* Required actions:
1. From the token-saving guide, reproduce word for word the passage starting at "2. Requirements" and ending at "measure the result.".
2. Answer these questions using the token-saving guide:
(a) According to the introduction, where does the biggest saving often happen?
(b) What tool does Solution 3 use to compress memory?
(c) What kind of model do the requirements call for to produce the final answer?

* Supplied text:
*** Begin section ***
INDEX
- Introduction
- Requirements
- The problem
- Solution 1: clean noise before prompting
- Solution 2: operational summary
- Solution 3: compress memory with Caveman
- Solution 4: task-specific templates
- Solution 5: measure and decide
- Extras
- Full workflow
1. Introduction
Saving tokens is not only about shorter prompts. The biggest saving often happens before the prompt: not sending junk to the model.
In this lab we clean repeated text, create operational summaries, compress repeated project memory and only send the expensive model what it really needs.
2. Requirements
We need a long text, a clear target, a local cleanup step, a paid model for the final answer and a way to measure tokens before and after.
3. The problem
We will separate useful information from noise, create a smaller input, compress repeated memory when relevant and measure the result.
*** End section ***
* Dataset extract:
*** Begin section ***
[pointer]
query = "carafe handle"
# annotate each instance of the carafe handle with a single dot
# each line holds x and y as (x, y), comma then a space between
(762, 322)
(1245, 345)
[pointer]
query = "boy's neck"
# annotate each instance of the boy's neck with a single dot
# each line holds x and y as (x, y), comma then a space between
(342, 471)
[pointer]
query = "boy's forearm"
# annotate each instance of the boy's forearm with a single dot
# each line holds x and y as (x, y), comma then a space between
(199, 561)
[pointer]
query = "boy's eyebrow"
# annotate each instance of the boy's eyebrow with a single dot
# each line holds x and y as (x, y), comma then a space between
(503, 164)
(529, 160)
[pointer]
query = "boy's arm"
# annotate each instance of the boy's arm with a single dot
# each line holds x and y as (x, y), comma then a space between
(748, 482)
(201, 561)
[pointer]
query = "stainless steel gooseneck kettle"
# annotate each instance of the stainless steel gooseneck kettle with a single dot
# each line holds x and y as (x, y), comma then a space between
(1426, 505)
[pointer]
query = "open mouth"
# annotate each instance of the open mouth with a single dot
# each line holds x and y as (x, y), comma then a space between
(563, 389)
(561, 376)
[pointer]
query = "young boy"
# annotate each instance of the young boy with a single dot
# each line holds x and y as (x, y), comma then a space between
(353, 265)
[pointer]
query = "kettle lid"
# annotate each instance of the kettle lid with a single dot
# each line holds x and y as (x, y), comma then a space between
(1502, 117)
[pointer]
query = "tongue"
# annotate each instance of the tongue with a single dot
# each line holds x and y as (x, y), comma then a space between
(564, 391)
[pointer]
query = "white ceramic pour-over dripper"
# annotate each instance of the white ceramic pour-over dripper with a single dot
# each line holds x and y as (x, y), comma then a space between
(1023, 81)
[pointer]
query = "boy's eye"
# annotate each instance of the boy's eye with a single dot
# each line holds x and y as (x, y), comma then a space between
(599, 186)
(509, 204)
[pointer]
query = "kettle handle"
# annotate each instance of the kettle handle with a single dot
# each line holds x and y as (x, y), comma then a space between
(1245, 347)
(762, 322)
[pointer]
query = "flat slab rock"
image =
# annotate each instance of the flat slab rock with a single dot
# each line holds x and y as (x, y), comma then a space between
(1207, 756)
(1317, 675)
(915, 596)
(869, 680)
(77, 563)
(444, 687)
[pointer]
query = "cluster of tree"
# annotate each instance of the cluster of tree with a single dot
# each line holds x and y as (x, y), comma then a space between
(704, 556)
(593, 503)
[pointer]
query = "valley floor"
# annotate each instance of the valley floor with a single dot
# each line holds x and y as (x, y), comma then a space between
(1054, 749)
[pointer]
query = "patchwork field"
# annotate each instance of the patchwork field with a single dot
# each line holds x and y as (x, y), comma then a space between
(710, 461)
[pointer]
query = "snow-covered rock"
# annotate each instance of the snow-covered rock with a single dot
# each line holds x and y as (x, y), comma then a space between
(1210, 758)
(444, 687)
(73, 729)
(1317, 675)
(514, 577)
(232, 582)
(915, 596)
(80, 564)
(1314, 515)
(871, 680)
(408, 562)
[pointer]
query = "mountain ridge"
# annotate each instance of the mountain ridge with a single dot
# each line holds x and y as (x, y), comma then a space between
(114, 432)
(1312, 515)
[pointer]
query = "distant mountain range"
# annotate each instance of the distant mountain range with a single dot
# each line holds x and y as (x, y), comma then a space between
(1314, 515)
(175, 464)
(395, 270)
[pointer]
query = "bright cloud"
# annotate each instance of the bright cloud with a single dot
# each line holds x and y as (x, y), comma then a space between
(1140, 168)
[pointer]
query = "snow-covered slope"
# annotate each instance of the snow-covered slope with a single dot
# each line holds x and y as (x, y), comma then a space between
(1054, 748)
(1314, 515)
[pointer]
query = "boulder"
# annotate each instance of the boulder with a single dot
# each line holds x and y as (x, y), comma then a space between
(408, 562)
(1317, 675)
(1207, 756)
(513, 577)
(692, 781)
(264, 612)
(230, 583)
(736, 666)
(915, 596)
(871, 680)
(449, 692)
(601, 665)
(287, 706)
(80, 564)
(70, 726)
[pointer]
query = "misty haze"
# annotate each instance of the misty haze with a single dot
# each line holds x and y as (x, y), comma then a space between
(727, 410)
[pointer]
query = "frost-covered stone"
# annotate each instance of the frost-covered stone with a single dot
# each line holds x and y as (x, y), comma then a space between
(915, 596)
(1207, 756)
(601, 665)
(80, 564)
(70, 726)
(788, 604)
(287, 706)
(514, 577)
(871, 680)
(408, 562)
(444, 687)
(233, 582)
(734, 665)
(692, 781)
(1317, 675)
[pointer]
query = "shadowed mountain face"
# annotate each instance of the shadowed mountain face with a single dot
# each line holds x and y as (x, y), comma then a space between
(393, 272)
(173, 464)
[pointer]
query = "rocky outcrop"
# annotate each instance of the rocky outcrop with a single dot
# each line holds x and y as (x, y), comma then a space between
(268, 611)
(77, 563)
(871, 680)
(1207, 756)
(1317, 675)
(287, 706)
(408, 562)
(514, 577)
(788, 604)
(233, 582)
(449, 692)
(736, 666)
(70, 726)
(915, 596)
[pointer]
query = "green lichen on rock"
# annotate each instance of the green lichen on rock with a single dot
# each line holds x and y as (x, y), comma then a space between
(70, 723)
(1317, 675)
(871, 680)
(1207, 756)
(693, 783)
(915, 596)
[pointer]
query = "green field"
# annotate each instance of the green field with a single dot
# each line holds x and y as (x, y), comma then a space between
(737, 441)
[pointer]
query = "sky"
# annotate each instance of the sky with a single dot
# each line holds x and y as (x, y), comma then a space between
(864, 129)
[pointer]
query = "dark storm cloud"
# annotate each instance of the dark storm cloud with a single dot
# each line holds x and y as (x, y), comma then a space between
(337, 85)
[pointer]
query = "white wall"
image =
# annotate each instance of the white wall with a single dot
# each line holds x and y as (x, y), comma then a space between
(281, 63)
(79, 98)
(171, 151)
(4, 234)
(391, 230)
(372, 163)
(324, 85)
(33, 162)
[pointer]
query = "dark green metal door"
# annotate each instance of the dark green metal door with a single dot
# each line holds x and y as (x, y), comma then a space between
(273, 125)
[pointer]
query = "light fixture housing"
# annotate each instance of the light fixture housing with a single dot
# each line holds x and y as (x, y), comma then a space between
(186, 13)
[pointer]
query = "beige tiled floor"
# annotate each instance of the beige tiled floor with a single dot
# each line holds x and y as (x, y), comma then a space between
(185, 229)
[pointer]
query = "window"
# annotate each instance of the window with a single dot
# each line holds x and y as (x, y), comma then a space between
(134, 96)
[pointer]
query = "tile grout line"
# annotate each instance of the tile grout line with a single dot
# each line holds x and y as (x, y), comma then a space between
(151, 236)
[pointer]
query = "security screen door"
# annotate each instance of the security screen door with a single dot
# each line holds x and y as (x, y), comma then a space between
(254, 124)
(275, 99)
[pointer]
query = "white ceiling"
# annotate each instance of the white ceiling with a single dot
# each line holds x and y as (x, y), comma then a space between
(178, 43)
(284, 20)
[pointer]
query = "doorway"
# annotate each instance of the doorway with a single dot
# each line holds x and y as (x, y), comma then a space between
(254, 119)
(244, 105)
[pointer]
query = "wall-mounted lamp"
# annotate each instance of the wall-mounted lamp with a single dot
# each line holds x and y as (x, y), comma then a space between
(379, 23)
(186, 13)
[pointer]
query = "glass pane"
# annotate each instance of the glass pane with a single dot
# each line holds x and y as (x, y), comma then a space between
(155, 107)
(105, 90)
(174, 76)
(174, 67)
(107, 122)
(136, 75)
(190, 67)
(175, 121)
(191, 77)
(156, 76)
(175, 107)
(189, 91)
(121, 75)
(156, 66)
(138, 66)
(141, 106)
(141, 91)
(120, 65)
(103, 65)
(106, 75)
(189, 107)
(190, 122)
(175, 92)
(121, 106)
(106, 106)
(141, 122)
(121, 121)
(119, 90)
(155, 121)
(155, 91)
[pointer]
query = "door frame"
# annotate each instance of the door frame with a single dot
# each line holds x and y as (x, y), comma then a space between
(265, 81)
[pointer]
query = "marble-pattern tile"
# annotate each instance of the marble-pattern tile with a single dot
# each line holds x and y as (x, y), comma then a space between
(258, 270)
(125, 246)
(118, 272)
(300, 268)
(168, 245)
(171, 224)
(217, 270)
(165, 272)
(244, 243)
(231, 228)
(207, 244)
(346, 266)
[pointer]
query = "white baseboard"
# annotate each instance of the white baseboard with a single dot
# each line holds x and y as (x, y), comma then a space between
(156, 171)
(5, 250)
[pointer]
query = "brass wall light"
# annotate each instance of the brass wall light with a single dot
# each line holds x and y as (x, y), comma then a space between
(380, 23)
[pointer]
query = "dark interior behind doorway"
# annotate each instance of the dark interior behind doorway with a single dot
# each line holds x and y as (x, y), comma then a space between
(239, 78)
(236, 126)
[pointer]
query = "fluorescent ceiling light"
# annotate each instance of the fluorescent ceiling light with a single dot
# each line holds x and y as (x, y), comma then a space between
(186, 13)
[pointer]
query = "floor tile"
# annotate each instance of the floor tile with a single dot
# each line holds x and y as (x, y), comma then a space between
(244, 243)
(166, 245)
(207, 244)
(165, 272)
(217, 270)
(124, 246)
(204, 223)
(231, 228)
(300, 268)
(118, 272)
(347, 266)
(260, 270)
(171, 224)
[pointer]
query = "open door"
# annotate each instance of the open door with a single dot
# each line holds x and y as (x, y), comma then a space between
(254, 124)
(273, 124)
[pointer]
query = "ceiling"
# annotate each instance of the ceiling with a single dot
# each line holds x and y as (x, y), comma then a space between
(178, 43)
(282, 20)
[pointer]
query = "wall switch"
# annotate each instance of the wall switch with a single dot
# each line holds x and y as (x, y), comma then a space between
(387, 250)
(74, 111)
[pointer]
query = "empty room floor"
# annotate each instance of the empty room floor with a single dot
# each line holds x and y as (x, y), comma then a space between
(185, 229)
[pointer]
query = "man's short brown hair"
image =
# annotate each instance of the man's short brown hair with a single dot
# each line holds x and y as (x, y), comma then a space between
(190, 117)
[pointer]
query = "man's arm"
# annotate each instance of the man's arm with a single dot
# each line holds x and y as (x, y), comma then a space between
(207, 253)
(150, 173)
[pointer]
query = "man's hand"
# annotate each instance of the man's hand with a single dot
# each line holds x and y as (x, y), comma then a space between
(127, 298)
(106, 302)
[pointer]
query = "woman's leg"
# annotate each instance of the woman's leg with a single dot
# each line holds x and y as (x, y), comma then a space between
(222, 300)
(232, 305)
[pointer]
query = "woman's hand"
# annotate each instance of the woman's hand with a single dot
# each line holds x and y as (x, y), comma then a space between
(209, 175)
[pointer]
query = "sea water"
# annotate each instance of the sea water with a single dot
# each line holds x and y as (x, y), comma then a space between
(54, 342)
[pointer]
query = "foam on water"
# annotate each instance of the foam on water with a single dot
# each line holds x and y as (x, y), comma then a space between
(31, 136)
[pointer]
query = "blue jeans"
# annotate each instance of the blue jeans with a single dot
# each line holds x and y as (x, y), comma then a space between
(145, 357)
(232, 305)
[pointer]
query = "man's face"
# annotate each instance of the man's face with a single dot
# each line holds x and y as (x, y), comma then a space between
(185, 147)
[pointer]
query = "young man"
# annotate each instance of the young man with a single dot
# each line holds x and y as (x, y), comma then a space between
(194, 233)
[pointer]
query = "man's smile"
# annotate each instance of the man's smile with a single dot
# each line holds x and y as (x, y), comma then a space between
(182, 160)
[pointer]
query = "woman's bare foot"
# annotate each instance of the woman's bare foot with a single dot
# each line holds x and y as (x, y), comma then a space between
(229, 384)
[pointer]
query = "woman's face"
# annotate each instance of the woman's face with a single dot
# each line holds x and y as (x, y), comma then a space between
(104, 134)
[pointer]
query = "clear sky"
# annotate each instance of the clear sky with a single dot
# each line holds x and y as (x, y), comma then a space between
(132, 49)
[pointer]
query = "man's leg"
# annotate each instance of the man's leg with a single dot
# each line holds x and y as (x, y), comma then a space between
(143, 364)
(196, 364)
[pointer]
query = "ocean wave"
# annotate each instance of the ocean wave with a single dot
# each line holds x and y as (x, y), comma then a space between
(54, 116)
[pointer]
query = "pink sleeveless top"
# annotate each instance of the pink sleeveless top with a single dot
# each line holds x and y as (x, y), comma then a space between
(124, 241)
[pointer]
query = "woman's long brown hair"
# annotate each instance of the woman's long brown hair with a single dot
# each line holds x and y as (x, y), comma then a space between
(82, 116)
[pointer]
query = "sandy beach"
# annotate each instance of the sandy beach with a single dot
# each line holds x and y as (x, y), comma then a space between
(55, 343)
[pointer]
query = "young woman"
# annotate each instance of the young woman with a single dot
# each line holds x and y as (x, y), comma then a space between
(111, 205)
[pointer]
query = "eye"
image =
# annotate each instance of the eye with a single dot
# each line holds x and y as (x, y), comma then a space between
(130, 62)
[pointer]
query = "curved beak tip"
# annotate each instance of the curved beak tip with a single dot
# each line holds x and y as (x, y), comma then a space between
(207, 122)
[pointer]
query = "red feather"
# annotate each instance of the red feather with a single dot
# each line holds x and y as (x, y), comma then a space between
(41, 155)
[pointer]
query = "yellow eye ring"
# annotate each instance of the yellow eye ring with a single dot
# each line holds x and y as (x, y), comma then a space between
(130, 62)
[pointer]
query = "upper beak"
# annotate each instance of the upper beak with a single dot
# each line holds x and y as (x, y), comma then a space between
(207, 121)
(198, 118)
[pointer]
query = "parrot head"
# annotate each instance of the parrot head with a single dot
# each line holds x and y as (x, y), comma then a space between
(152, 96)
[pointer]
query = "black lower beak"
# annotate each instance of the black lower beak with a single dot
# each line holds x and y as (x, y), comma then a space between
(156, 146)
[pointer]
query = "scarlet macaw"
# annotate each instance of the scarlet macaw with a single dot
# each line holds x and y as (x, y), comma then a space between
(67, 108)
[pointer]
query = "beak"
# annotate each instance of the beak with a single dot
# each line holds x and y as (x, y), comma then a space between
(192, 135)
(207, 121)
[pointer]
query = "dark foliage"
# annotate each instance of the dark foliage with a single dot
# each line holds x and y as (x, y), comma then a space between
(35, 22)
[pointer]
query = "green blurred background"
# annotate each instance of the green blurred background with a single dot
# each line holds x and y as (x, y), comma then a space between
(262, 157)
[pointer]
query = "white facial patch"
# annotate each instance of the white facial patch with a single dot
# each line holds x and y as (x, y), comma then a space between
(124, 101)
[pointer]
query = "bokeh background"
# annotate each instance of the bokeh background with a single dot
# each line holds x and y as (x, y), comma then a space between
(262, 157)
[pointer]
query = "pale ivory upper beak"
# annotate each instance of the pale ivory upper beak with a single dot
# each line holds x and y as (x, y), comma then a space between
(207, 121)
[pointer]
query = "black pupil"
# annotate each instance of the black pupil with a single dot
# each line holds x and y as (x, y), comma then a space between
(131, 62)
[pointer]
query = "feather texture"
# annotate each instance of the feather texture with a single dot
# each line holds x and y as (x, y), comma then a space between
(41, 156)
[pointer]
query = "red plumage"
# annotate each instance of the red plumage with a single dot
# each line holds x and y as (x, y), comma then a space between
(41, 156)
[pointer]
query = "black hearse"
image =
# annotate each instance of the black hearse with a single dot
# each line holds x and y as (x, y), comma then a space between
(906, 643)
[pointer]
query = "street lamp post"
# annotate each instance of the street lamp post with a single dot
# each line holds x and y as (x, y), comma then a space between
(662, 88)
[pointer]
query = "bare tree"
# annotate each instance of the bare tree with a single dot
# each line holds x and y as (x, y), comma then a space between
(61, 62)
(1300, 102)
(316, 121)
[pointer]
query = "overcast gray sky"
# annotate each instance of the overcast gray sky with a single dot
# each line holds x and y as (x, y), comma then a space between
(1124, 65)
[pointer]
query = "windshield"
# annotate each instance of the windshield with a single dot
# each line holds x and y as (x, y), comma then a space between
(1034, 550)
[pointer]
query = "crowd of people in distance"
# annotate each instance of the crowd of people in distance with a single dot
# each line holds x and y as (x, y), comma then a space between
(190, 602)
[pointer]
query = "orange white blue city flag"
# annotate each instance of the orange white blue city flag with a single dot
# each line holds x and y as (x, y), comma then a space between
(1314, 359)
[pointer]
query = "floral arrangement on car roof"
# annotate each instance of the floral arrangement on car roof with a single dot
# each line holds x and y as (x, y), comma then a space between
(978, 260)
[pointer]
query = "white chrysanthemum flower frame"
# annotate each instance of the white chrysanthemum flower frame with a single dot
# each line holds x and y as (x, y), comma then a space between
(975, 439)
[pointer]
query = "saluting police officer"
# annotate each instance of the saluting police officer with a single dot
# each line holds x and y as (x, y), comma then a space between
*** End section ***
* Per-task outputs:
1.
2. Requirements
We need a long text, a clear target, a local cleanup step, a paid model for the final answer and a way to measure tokens before and after.
3. The problem
We will separate useful information from noise, create a smaller input, compress repeated memory when relevant and measure the result.

2.
(a) Before the prompt, by not sending junk to the model.
(b) Caveman.
(c) A paid model.